What is being asked: Retype all of the records shown beneath this task, exactly as they stand.

Record set:

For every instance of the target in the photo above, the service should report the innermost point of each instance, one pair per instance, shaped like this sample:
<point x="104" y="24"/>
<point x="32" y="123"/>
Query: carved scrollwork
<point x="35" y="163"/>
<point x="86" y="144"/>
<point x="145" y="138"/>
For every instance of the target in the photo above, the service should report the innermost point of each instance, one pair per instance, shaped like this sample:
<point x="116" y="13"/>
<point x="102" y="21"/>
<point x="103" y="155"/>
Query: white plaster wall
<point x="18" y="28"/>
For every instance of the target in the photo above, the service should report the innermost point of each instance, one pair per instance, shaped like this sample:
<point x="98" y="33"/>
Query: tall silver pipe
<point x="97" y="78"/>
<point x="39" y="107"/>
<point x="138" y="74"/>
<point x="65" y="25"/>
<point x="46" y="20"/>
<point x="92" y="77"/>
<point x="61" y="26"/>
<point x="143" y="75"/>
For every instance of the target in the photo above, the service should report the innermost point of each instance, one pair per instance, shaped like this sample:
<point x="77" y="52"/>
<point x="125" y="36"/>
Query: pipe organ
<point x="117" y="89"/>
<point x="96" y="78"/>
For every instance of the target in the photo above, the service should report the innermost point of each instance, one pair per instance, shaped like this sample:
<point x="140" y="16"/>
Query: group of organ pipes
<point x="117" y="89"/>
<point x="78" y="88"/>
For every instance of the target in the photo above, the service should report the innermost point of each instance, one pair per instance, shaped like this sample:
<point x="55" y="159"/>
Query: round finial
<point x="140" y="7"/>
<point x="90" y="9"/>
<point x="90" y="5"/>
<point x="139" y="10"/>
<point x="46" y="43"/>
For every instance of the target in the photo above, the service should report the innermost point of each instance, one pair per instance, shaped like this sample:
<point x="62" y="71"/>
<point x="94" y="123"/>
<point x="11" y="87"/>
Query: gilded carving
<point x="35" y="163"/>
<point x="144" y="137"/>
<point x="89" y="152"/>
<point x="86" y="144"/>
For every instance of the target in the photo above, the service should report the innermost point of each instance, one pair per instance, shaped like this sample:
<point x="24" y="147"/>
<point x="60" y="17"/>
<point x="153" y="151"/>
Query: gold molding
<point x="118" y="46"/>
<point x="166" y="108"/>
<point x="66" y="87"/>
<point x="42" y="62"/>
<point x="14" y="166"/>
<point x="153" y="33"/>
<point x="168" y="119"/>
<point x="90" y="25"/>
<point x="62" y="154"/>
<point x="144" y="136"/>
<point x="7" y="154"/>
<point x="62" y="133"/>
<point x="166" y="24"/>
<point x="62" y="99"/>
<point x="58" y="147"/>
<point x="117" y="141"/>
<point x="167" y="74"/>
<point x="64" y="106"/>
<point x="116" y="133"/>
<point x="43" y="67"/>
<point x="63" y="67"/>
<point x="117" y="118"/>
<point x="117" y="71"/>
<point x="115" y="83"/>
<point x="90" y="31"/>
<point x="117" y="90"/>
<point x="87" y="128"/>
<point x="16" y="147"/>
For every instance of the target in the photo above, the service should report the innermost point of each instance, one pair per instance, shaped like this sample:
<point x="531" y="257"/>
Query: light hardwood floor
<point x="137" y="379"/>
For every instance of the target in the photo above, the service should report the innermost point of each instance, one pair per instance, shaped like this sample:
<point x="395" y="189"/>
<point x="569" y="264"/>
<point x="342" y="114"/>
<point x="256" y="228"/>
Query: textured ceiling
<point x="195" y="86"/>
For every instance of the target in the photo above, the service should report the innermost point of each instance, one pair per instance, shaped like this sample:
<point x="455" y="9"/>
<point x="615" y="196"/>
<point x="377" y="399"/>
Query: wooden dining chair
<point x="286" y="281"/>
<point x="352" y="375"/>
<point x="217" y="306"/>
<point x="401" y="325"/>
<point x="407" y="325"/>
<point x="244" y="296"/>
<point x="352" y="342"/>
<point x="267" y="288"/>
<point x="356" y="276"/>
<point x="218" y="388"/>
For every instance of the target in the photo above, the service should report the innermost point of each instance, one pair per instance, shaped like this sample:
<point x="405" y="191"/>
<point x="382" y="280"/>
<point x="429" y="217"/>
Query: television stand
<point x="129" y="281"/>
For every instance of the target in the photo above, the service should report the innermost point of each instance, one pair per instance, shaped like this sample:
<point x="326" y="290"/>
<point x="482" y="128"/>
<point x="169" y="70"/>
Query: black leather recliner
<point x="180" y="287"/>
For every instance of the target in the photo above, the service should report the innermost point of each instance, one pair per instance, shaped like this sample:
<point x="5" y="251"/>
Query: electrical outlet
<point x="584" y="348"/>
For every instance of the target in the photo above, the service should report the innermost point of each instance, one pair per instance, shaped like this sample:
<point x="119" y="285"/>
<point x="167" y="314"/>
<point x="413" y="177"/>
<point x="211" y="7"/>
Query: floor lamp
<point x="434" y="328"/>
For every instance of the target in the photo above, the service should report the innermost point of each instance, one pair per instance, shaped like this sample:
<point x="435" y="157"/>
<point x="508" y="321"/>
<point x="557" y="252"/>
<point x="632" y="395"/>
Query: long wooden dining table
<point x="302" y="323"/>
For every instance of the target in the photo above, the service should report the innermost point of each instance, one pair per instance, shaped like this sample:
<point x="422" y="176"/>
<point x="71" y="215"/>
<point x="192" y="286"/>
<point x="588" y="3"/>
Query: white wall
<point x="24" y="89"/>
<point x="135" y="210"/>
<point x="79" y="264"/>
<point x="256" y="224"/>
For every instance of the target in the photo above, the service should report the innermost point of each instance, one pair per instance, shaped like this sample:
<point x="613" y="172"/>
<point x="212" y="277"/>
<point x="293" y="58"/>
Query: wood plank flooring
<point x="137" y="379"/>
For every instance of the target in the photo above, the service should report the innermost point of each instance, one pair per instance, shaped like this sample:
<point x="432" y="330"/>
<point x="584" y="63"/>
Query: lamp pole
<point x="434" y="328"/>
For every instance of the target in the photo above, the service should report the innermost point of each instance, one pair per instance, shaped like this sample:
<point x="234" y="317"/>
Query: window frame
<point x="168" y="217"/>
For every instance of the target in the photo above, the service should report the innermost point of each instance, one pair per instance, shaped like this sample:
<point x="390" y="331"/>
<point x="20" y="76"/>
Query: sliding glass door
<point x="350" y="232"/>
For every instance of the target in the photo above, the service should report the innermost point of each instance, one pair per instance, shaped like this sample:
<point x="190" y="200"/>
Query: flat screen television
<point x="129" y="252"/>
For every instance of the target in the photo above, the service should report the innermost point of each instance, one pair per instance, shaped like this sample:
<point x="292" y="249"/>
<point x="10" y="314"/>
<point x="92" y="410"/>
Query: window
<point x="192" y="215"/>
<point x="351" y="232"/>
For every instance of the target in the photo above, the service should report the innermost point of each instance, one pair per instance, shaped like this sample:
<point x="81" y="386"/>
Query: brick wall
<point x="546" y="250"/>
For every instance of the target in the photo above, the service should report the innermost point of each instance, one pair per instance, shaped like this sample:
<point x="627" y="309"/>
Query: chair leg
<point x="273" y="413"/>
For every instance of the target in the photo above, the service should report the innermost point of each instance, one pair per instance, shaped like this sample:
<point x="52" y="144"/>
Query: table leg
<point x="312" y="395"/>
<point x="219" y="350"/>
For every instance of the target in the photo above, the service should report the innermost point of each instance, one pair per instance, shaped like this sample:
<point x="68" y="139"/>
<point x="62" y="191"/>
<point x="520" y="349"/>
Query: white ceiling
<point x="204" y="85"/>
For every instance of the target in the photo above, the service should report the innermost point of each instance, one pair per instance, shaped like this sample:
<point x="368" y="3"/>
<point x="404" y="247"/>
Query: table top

Response to this exercise:
For every instance of the target in the photo above, the service should report the innermost point of each instance, one pair per instance, shaped like this sample:
<point x="104" y="24"/>
<point x="32" y="123"/>
Query: carved scrollwork
<point x="35" y="163"/>
<point x="86" y="144"/>
<point x="145" y="138"/>
For every instance of the target in the photo above, the service should report the innermost point of each instance, one pair per instance, shaped like this sample:
<point x="116" y="13"/>
<point x="102" y="21"/>
<point x="103" y="155"/>
Query: white plaster wall
<point x="18" y="28"/>
For every instance of the target in the photo above, the service should report the innermost point of each instance, one pair per instance, shaped like this sample:
<point x="98" y="33"/>
Query: tall silver pipe
<point x="97" y="78"/>
<point x="39" y="107"/>
<point x="138" y="74"/>
<point x="65" y="25"/>
<point x="46" y="20"/>
<point x="92" y="77"/>
<point x="61" y="26"/>
<point x="143" y="75"/>
For every instance of the target in the photo above, the service should report the innermost point of each instance, one pair per instance, shaped like this sample:
<point x="77" y="52"/>
<point x="125" y="36"/>
Query: pipe organ
<point x="117" y="89"/>
<point x="96" y="78"/>
For every instance of the target in the photo above, the service should report the innermost point of each instance, one pair per instance, shaped like this sample:
<point x="140" y="16"/>
Query: group of organ pipes
<point x="117" y="89"/>
<point x="78" y="88"/>
For every instance of the target in the photo above, the service should report the innermost point of each instance, one pair per instance, shaped like this sample:
<point x="55" y="159"/>
Query: round finial
<point x="140" y="7"/>
<point x="90" y="9"/>
<point x="90" y="5"/>
<point x="139" y="10"/>
<point x="46" y="43"/>
For every instance of the target in the photo above, the service should report the innermost point of each instance, one pair per instance, shaped like this sample:
<point x="62" y="71"/>
<point x="94" y="123"/>
<point x="11" y="87"/>
Query: gilded carving
<point x="35" y="163"/>
<point x="144" y="137"/>
<point x="89" y="152"/>
<point x="86" y="144"/>
For every instance of the target in the photo above, the service should report the innermost point of each instance, one pair per instance, shaped like this sample:
<point x="24" y="147"/>
<point x="60" y="17"/>
<point x="153" y="151"/>
Query: gold molding
<point x="118" y="46"/>
<point x="166" y="108"/>
<point x="66" y="87"/>
<point x="42" y="62"/>
<point x="14" y="166"/>
<point x="153" y="33"/>
<point x="168" y="119"/>
<point x="90" y="25"/>
<point x="62" y="154"/>
<point x="144" y="136"/>
<point x="7" y="154"/>
<point x="62" y="133"/>
<point x="166" y="24"/>
<point x="62" y="99"/>
<point x="58" y="147"/>
<point x="117" y="141"/>
<point x="167" y="74"/>
<point x="64" y="106"/>
<point x="116" y="133"/>
<point x="43" y="67"/>
<point x="63" y="67"/>
<point x="117" y="118"/>
<point x="117" y="71"/>
<point x="115" y="83"/>
<point x="90" y="31"/>
<point x="117" y="90"/>
<point x="87" y="128"/>
<point x="16" y="147"/>
For every instance of the target in the photo above, the service should report the innermost point of each instance, one pair per instance, shaped like this sample:
<point x="531" y="257"/>
Query: light hardwood floor
<point x="137" y="379"/>
For every instance of the target in the photo above, the service should report the innermost point of each instance, one pair per instance, shaped like this sample:
<point x="395" y="189"/>
<point x="569" y="264"/>
<point x="342" y="114"/>
<point x="256" y="228"/>
Query: textured ceiling
<point x="195" y="86"/>
For every instance of the target in the photo above, the service should report the innermost point of each instance, one pair per instance, shaped like this sample:
<point x="455" y="9"/>
<point x="615" y="196"/>
<point x="377" y="399"/>
Query: wooden dining chair
<point x="286" y="281"/>
<point x="352" y="375"/>
<point x="217" y="306"/>
<point x="401" y="325"/>
<point x="407" y="325"/>
<point x="244" y="296"/>
<point x="352" y="342"/>
<point x="267" y="288"/>
<point x="356" y="276"/>
<point x="218" y="388"/>
For every instance of the target in the photo above, the service should report the innermost point of each instance, one pair per instance, shaped like this sample:
<point x="405" y="191"/>
<point x="382" y="280"/>
<point x="429" y="217"/>
Query: television stand
<point x="129" y="281"/>
For every instance of the target in the photo above, the service should report the innermost point of each instance, one pair per instance, shaped like this sample:
<point x="326" y="290"/>
<point x="482" y="128"/>
<point x="169" y="70"/>
Query: black leather recliner
<point x="180" y="287"/>
For every instance of the target in the photo above, the service should report the innermost point of each instance, one pair per instance, shaped like this sample:
<point x="5" y="251"/>
Query: electrical outlet
<point x="584" y="348"/>
For every instance of the target in the photo above, the service should report the innermost point of each instance, one pair per instance, shaped like this sample:
<point x="119" y="285"/>
<point x="167" y="314"/>
<point x="413" y="177"/>
<point x="211" y="7"/>
Query: floor lamp
<point x="434" y="328"/>
For every instance of the target in the photo above, the service should report the innermost point of each instance, one pair per instance, shaped like this sample:
<point x="435" y="157"/>
<point x="508" y="321"/>
<point x="557" y="252"/>
<point x="632" y="395"/>
Query: long wooden dining table
<point x="302" y="323"/>
For every instance of the target in the photo above, the service should report the innermost point of each instance, one pair per instance, shaped like this sample:
<point x="422" y="176"/>
<point x="71" y="215"/>
<point x="192" y="286"/>
<point x="588" y="3"/>
Query: white wall
<point x="24" y="89"/>
<point x="135" y="210"/>
<point x="79" y="264"/>
<point x="256" y="224"/>
For every instance of the target in the photo above, the service should report the innermost point of each instance, one pair per instance, shaped like this sample:
<point x="613" y="172"/>
<point x="212" y="277"/>
<point x="293" y="58"/>
Query: wood plank flooring
<point x="137" y="379"/>
For every instance of the target in the photo above, the service should report the innermost point of each instance, one pair per instance, shaped like this sample:
<point x="432" y="330"/>
<point x="584" y="63"/>
Query: lamp pole
<point x="434" y="328"/>
For every instance of the target in the photo above, the service should report the innermost point of each instance, one pair per instance, shaped like this sample:
<point x="234" y="317"/>
Query: window frame
<point x="168" y="217"/>
For every instance of the target in the photo above, the service should report the innermost point of each instance, one pair per instance, shaped like this sample:
<point x="390" y="331"/>
<point x="20" y="76"/>
Query: sliding glass door
<point x="350" y="232"/>
For every instance of the target in the photo above, the service should report the innermost point of each instance, one pair per instance, shaped like this sample:
<point x="190" y="200"/>
Query: flat screen television
<point x="129" y="252"/>
For every instance of the target in the photo above, the service should report the innermost point of each instance, one pair per instance, shaped like this sample:
<point x="292" y="249"/>
<point x="10" y="314"/>
<point x="92" y="410"/>
Query: window
<point x="192" y="215"/>
<point x="351" y="232"/>
For every instance of the target in the photo above, the service should report the innermost point of each instance, one pair per instance, shaped like this sample:
<point x="81" y="386"/>
Query: brick wall
<point x="546" y="250"/>
For every instance of the target in the photo above, the service should report the innermost point of each instance, one pair per instance, shaped like this sample:
<point x="627" y="309"/>
Query: chair leg
<point x="273" y="413"/>
For every instance of the target in the photo above, the service should report the innermost point of each instance, one pair per instance, shaped like this sample:
<point x="52" y="144"/>
Query: table leg
<point x="312" y="395"/>
<point x="219" y="350"/>
For every instance of the target in the photo above, the service should report the innermost point of each instance, one pair per instance, shaped like this sample:
<point x="68" y="139"/>
<point x="62" y="191"/>
<point x="520" y="349"/>
Query: white ceiling
<point x="204" y="85"/>
For every instance of the target in the photo above, the service should report the innermost point of each instance, one pair per instance, shaped like this sample:
<point x="368" y="3"/>
<point x="404" y="247"/>
Query: table top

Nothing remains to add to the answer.